Referring expression data
■ ■ ■ ■ ■

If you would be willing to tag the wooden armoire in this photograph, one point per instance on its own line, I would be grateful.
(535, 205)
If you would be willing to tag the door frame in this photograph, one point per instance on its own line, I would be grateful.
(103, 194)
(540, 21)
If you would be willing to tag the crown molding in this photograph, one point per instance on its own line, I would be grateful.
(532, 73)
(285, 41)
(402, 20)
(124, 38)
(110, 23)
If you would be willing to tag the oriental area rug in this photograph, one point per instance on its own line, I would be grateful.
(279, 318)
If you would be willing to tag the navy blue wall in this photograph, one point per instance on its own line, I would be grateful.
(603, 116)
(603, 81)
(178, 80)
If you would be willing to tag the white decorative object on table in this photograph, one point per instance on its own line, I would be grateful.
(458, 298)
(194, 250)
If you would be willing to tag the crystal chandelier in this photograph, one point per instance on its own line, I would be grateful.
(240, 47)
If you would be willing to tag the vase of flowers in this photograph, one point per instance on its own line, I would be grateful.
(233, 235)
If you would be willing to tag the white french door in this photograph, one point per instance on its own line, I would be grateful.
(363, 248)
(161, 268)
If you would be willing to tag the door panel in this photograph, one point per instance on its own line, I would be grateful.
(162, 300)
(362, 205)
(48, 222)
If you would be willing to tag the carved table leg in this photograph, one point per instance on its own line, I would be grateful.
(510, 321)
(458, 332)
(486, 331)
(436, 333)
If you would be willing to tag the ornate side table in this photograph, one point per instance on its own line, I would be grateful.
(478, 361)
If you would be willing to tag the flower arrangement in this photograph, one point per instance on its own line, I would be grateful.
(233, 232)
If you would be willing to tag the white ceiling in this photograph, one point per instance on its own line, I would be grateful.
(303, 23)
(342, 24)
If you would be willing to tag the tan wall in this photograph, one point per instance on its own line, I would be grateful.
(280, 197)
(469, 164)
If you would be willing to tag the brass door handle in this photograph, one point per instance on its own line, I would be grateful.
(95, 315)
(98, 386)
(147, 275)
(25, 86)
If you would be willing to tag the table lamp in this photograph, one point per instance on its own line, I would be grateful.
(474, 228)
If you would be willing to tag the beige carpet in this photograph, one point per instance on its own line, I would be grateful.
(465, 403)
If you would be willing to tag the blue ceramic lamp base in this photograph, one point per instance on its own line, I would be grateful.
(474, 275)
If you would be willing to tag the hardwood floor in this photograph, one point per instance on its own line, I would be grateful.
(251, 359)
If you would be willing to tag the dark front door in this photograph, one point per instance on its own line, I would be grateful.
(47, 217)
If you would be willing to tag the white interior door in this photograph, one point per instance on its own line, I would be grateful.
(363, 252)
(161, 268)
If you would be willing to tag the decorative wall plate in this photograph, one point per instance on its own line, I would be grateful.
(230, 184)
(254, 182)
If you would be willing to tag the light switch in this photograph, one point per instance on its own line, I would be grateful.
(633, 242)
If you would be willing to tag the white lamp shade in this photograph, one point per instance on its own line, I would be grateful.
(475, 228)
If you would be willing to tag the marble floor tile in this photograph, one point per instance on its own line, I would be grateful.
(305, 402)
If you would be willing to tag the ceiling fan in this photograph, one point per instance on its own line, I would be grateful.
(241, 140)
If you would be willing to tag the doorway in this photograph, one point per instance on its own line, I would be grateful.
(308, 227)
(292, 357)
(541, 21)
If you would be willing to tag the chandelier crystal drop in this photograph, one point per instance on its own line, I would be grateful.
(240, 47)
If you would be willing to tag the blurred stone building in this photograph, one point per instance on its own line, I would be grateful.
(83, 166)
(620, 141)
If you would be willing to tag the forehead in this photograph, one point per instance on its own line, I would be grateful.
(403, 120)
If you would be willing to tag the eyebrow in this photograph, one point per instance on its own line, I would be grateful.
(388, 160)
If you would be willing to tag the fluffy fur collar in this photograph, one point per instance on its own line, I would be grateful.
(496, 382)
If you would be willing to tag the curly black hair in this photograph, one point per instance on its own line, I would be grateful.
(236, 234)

■ ■ ■ ■ ■

= WORK TASK =
Line by line, transcribe all of the records exactly.

= RESULT OF THIS TASK =
If you would be willing to tag the wooden armoire in this photograph, one point per instance on its own line, I would be grateful.
(535, 205)
If you would be willing to tag the door frame in this photograph, one point per instance on its own line, I would be grateful.
(103, 194)
(540, 21)
If you would be willing to tag the crown molding in this photograph, one point per instance on its own line, I would be grateful.
(532, 73)
(285, 41)
(402, 20)
(124, 38)
(110, 23)
If you would be willing to tag the oriental area rug in this photograph, one point per instance on its own line, I would be grateful.
(279, 318)
If you would be willing to tag the navy blue wall in this photograph, one point per instance on its own line, I would be grateful.
(603, 116)
(603, 81)
(178, 80)
If you would be willing to tag the white decorative object on table in this photograph, one point per instance on its own line, I would be grateful.
(458, 298)
(194, 250)
If you would be willing to tag the crystal chandelier in this photograph, one point per instance on its own line, I would be grateful.
(240, 47)
If you would be willing to tag the vase of flowers in this photograph, one point per instance on its own line, I would be grateful.
(233, 235)
If you would be willing to tag the white french door in this photograph, one point per instance on its own line, I would be grateful.
(363, 248)
(161, 268)
If you would be willing to tag the door panel in this photograph, one point per instance on its own line, I would be grateful.
(162, 300)
(362, 205)
(48, 222)
If you would be willing to tag the carved table leg in this photograph, one point per instance on its own line, I would be grateful.
(510, 321)
(458, 332)
(486, 331)
(436, 333)
If you would be willing to tag the ornate side table in this photograph, one point per instance on its own line, I would be grateful.
(478, 361)
If you would be willing to tag the flower arrangement in this photograph, one point per instance on its own line, I would be grateful.
(233, 232)
If you would be willing to tag the white ceiling in this photograph, one point per instance on its own line, I would be grateful.
(303, 23)
(342, 24)
If you would be willing to tag the tan wall in this photograph, one point per instance on its own line, I would be grateful.
(280, 197)
(469, 164)
If you would be willing to tag the brass door handle in this photograph, one point per instance on its own line, I would be grateful.
(95, 315)
(98, 386)
(147, 275)
(25, 86)
If you would be willing to tag the table lamp in this photograph, one point per instance on its own line, I would be grateful.
(474, 228)
If you would be willing to tag the beige carpet in this photograph, one point per instance on its own line, I would be grateful.
(465, 403)
If you would be willing to tag the blue ceramic lamp base in this photograph, one point per instance on its own line, I would be grateful.
(474, 275)
If you would be willing to tag the hardwood floor in this photograph, one point per instance on its own line, I would be grateful.
(251, 359)
If you would be willing to tag the dark front door in this photograph, one point per instance on its own line, I would be grateful.
(47, 217)
If you would be willing to tag the white interior door in this photograph, one point per instance on its own line, I would be grateful.
(363, 252)
(161, 268)
If you would be willing to tag the decorative wall plate in this photograph, one point per instance on its own line, I would be grateful.
(230, 184)
(254, 182)
If you would be willing to tag the light switch in this photograph, one point per instance on its own line, I would be grateful.
(633, 242)
If you would be willing to tag the white lamp shade in this photograph, one point per instance on its own line, I would be grateful.
(475, 228)
If you would be willing to tag the marble floor tile in this photograph, one point per instance on its own line, I would be grateful.
(305, 402)
If you would be willing to tag the ceiling fan in this photograph, one point per instance on its own line, I would be grateful.
(241, 140)
If you would be willing to tag the doorway in this photograph, one point per instance on its own line, I would be grateful.
(308, 227)
(292, 357)
(541, 21)
If you would be willing to tag the chandelier crystal drop in this photograph, one point per instance on its own line, I would be grateful.
(240, 47)
If you would be willing to tag the blurred stone building in this photograph, one point per instance on its own line, I would be grateful.
(83, 166)
(620, 141)
If you would be willing to tag the forehead in this photograph, one point per instance on its own line, I would be grateful.
(403, 120)
If you would be willing to tag the eyebrow in this photograph, one point per instance on its own line, I would be grateful.
(388, 160)
If you would be willing to tag the fluffy fur collar in this photograph, one point per instance on its own line, I would be grateful.
(496, 382)
If you would be willing to tag the curly black hair in this photograph, one point per instance on its own line, I would be grateful.
(236, 234)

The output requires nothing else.